WHAT THE TASK REQUIRES: Retype exactly the lines from the line with "mound in this photo, one line per instance." to the end of the data, keeping both boundary lines.

RECORDS PROVIDED:
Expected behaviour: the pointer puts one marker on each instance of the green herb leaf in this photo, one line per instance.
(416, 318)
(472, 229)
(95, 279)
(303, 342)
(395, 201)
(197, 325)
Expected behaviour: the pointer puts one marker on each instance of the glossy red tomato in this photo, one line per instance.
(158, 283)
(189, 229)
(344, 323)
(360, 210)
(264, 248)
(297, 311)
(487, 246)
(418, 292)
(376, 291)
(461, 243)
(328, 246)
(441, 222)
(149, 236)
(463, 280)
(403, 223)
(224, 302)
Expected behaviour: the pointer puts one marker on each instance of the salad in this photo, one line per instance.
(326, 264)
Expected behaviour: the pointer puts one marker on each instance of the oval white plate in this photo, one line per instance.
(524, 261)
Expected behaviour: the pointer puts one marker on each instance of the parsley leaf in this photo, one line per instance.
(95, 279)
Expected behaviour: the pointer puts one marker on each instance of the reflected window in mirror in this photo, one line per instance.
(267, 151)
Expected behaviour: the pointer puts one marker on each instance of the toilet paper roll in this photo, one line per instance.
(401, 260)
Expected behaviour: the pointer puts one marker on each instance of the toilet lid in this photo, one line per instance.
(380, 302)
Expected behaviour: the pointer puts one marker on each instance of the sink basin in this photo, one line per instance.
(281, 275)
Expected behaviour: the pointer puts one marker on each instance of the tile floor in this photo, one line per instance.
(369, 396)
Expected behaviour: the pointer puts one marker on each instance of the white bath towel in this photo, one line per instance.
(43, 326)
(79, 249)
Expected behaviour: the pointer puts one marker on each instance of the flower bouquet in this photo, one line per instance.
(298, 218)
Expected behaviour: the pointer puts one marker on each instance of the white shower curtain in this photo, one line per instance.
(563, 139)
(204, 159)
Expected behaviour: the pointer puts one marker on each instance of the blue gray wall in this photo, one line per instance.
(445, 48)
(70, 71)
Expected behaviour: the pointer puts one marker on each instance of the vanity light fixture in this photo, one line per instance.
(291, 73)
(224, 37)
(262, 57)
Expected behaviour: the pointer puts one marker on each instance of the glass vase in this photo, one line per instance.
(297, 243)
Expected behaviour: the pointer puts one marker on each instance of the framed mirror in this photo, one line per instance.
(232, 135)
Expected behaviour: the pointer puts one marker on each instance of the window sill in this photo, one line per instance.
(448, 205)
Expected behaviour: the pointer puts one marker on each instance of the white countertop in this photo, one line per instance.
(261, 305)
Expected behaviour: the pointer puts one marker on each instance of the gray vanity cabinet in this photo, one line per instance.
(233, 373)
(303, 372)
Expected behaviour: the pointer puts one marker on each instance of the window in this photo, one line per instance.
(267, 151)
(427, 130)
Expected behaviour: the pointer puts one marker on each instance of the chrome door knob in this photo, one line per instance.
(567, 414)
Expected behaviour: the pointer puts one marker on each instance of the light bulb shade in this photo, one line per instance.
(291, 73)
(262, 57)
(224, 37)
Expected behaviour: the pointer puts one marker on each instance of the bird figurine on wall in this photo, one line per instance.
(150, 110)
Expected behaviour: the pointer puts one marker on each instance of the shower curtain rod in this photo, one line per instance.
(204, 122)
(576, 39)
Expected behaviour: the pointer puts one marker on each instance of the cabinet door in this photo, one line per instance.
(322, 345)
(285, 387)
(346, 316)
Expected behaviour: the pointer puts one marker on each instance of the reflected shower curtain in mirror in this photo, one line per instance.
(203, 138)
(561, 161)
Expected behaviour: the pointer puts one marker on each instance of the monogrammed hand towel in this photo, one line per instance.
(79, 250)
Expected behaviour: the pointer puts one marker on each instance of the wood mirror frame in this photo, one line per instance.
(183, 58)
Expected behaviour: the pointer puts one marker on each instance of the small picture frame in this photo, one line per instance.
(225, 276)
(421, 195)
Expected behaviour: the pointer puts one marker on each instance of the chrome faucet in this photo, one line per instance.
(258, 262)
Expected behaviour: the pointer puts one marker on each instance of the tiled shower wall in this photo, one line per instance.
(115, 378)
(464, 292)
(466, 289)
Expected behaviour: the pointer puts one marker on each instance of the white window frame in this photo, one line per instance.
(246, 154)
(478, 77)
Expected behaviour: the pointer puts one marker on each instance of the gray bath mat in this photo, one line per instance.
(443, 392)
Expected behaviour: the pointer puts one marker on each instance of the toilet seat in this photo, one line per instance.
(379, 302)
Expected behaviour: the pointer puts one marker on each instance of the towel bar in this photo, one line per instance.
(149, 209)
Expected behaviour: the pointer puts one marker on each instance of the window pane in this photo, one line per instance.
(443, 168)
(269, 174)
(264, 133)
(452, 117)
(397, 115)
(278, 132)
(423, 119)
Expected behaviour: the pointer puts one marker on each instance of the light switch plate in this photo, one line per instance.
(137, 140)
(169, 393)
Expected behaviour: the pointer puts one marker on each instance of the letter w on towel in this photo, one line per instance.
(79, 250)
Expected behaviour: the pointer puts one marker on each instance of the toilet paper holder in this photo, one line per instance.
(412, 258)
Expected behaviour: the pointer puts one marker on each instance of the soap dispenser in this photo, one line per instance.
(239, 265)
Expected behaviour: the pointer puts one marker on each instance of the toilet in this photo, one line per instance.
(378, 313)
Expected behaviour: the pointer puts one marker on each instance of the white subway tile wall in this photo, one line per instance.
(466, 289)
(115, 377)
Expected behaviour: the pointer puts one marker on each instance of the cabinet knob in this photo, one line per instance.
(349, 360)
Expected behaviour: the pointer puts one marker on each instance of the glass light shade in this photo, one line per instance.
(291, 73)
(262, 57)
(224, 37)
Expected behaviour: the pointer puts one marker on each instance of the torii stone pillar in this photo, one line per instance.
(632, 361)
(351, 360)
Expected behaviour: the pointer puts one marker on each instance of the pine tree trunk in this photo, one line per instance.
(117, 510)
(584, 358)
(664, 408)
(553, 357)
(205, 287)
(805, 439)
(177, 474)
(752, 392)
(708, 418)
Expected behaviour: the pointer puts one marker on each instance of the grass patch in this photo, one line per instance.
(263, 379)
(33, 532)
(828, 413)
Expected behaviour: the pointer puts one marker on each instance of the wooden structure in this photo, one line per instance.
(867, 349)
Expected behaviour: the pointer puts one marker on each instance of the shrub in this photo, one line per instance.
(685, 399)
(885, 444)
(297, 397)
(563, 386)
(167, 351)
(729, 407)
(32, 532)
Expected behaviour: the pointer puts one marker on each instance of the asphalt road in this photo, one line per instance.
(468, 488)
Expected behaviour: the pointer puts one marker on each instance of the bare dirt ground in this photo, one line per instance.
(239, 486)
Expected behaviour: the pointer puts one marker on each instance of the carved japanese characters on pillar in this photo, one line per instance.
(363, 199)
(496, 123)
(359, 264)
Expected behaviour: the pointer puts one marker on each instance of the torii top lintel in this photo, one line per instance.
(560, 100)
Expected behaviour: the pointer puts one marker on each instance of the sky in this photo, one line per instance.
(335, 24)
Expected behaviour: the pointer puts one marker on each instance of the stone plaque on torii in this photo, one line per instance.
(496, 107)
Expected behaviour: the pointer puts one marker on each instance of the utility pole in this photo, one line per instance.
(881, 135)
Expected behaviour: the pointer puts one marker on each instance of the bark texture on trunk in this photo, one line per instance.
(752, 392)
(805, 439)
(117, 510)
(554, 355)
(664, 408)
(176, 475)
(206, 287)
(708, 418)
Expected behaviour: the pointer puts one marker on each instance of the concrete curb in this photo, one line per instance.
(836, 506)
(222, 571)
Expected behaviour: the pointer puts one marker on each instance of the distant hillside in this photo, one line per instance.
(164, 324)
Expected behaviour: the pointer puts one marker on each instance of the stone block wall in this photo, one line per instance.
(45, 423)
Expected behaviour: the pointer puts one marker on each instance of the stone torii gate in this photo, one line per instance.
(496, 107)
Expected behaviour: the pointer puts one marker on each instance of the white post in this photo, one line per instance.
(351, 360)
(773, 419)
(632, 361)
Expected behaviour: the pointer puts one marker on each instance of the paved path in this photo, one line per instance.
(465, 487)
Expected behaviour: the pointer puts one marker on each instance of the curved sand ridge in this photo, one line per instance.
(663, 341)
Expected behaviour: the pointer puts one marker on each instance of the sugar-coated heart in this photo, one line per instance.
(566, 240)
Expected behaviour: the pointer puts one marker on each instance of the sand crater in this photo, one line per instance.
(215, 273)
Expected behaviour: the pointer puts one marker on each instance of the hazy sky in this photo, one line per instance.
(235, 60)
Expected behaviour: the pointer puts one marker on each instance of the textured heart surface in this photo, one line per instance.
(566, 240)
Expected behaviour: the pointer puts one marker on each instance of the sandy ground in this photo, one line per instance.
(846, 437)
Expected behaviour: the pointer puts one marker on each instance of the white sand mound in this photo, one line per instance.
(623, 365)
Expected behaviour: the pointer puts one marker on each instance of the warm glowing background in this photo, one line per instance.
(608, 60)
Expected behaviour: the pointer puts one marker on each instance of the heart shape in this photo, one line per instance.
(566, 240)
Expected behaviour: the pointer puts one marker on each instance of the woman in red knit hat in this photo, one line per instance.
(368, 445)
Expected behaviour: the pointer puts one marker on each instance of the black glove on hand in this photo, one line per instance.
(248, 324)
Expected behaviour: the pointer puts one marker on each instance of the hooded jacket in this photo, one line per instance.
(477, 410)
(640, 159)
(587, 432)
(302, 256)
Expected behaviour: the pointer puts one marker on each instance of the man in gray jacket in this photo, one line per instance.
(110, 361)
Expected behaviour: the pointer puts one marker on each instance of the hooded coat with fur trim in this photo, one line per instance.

TASK ANSWER:
Expected behaviour: the pointer puts one marker on each instance of the white sand mound in this photo, one line per instance.
(623, 365)
Expected behaviour: the pointer puts one marker on each instance of the warm glowing background in this photo, one line per instance.
(608, 60)
Expected behaviour: the pointer puts one marker on each instance of the heart shape in this photo, one line per instance.
(566, 240)
Expected behaviour: the pointer puts one marker on each instance of the woman in red knit hat in this photo, one line per instance.
(368, 445)
Expected behaviour: the pointer puts one marker on each instance of the black glove on hand in this photo, one line per instance.
(248, 324)
Expected behaviour: the pointer puts one marker on each instance of the hooded jacket in this photo, one line per instance.
(477, 410)
(640, 159)
(587, 432)
(302, 256)
Expected behaviour: the pointer puts one marker on each instance of the man in gray jacket in this photo, one line per instance.
(110, 361)
Expected behaviour: the pointer puts one marker on each instance of the hooded coat with fur trim in this photo, one line per instance.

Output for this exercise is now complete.